GIVEN TEXT
*-*-*

The Shikoku dog, also known as the Shikoku Ken, is one of six native Japanese dog breeds that were initially developed in the rugged and mountainous Shikoku Island. These dogs were primarily bred for hunting game such as boar and deer. The isolation of Shikoku Island helped to keep the breed relatively pure and shielded from interbreeding with other dog breeds for many centuries.
Shikokus are known to be generally healthy dogs, but as a larger breed they are at risk for developing orthopedic problems, such as hip and elbow dysplasia. Genetic testing is recommended, including for the following specific conditions: hyperuricosoria, degenerative myelopathy, and progressive rod-cone degeneration.
Shikoku dogs are known to be loyal, intelligent, and agile. They are alert and make good watchdogs. They have a strong hunting instinct and can be aloof or reserved with strangers but are typically good with family members and children if properly socialized. Shikokus require plenty of exercise and mental stimulation to keep them happy and healthy.
Shikoku dogs are considered a national treasure in Japan.
Despite their hunting background, they can adapt to urban living if provided with enough exercise and stimulation.
They are known for their agility and often participate in dog sports such as agility trials, tracking, obedience, and even search and rescue.
While they're known for their loyalty, they also have an independent streak common in many hunting breeds.
When it comes to the Shikoku's coat colors, sesame is an equal mix of black and white hairs, black sesame has more black than white hairs, and red sesame has a ground color of red that is mixed with black hairs.

*-*-*

SOURCE MATERIAL
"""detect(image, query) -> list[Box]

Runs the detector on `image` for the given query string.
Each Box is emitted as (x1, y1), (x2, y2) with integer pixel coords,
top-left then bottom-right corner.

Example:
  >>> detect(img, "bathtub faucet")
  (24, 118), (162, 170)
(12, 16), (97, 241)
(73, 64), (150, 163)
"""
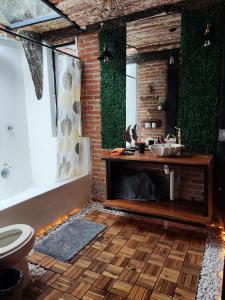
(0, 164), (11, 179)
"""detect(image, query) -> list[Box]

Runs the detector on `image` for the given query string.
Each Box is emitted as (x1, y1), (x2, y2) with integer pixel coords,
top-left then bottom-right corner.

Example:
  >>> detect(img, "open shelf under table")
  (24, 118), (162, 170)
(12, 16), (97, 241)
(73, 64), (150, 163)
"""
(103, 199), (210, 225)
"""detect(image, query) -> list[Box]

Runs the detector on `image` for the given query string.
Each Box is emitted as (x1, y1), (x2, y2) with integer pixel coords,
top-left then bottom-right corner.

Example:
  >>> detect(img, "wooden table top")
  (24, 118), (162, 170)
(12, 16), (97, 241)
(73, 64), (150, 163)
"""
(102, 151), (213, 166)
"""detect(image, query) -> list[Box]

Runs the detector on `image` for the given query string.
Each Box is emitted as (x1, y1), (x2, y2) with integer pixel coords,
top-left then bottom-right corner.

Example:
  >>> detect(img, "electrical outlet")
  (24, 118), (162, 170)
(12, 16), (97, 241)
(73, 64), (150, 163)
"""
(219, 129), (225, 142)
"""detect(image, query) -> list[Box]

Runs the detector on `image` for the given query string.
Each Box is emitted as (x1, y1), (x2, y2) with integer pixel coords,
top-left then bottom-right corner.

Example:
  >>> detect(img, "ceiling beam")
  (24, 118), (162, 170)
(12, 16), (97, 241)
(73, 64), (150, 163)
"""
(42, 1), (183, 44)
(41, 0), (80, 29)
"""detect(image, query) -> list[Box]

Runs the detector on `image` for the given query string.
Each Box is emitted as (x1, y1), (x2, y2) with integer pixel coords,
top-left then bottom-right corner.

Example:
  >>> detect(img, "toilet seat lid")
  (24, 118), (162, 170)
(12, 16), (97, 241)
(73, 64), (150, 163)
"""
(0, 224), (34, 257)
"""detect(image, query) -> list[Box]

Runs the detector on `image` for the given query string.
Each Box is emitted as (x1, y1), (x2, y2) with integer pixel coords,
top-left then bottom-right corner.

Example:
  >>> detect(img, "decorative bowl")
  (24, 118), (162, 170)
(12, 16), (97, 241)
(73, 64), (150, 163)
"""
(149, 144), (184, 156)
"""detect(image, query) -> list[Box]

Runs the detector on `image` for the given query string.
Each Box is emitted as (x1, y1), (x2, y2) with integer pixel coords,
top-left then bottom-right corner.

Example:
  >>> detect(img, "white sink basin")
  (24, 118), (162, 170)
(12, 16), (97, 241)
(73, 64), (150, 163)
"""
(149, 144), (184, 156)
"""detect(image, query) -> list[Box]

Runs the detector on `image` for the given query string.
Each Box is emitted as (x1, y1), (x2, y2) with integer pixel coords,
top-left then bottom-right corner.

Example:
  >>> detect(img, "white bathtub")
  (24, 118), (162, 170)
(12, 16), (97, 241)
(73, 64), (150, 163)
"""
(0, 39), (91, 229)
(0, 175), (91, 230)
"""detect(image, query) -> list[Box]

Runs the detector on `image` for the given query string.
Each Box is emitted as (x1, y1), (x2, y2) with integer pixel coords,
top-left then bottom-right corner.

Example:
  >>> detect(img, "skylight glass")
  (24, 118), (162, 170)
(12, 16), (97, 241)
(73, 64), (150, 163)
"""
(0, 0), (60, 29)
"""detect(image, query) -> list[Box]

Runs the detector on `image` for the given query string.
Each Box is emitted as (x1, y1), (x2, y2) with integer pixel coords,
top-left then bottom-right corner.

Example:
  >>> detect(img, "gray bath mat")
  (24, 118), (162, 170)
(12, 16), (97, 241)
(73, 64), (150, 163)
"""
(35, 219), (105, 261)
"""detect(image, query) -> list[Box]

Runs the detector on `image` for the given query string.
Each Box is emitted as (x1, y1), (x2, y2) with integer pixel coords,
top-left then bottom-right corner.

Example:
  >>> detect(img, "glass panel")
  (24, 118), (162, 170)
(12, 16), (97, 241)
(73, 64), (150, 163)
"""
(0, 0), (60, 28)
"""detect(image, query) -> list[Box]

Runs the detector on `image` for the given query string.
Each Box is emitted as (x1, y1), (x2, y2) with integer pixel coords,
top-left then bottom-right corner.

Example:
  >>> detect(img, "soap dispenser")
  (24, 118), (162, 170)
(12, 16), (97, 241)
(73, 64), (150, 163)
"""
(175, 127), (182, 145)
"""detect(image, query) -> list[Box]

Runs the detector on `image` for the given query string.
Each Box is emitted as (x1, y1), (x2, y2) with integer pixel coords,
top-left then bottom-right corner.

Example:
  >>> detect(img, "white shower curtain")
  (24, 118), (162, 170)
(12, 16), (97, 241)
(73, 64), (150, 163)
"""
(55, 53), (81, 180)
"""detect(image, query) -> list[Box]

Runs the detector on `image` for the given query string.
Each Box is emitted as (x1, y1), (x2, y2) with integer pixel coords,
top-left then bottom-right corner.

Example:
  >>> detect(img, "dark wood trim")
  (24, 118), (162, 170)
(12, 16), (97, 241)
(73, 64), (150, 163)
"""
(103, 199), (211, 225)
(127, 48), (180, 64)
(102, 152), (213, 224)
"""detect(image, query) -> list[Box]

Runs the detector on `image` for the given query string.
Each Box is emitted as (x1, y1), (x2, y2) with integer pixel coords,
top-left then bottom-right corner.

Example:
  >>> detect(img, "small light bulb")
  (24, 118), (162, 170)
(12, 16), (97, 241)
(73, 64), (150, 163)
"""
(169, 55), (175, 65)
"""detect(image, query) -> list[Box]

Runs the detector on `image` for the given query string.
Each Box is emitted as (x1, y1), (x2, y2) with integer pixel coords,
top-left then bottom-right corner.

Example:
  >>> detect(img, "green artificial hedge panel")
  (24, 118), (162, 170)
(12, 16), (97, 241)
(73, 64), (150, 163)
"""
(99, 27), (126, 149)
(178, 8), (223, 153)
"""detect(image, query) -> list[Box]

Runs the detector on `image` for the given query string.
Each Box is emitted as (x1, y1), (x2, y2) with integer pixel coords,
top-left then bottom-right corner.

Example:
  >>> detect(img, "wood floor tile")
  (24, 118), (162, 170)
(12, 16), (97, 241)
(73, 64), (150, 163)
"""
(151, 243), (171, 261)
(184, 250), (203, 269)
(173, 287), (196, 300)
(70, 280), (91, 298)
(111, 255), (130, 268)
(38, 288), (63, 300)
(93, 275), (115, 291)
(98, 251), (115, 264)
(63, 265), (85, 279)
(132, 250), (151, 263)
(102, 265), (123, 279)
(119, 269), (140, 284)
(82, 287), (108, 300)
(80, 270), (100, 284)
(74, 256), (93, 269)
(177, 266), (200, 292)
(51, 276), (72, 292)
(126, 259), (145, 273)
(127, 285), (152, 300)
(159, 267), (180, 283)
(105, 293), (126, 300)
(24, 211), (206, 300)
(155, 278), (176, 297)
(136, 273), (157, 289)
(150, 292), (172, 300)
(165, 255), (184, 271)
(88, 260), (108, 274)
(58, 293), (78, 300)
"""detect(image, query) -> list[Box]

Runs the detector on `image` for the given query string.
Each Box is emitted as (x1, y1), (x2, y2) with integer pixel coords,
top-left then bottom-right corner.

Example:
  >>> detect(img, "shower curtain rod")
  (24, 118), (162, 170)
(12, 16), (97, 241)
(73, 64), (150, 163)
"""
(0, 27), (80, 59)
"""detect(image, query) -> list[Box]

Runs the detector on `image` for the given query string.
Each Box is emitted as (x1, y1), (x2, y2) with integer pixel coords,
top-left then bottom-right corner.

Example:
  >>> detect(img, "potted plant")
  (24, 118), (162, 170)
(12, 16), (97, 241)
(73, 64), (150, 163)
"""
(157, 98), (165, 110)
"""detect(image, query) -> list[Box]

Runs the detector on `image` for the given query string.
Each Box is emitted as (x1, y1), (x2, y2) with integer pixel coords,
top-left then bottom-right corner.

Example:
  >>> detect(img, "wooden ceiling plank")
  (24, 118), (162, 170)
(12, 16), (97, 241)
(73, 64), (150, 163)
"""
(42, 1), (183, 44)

*-*-*

THINGS TO DO
- 1) In the Shikoku dog text, what game were these dogs mainly bred to hunt?
- 2) List every dog sport or activity that the Shikoku dog text says these dogs often take part in.

ANSWERS FOR THE EXERCISE
- 1) Boar and deer.

- 2) Agility trials, tracking, obedience, search and rescue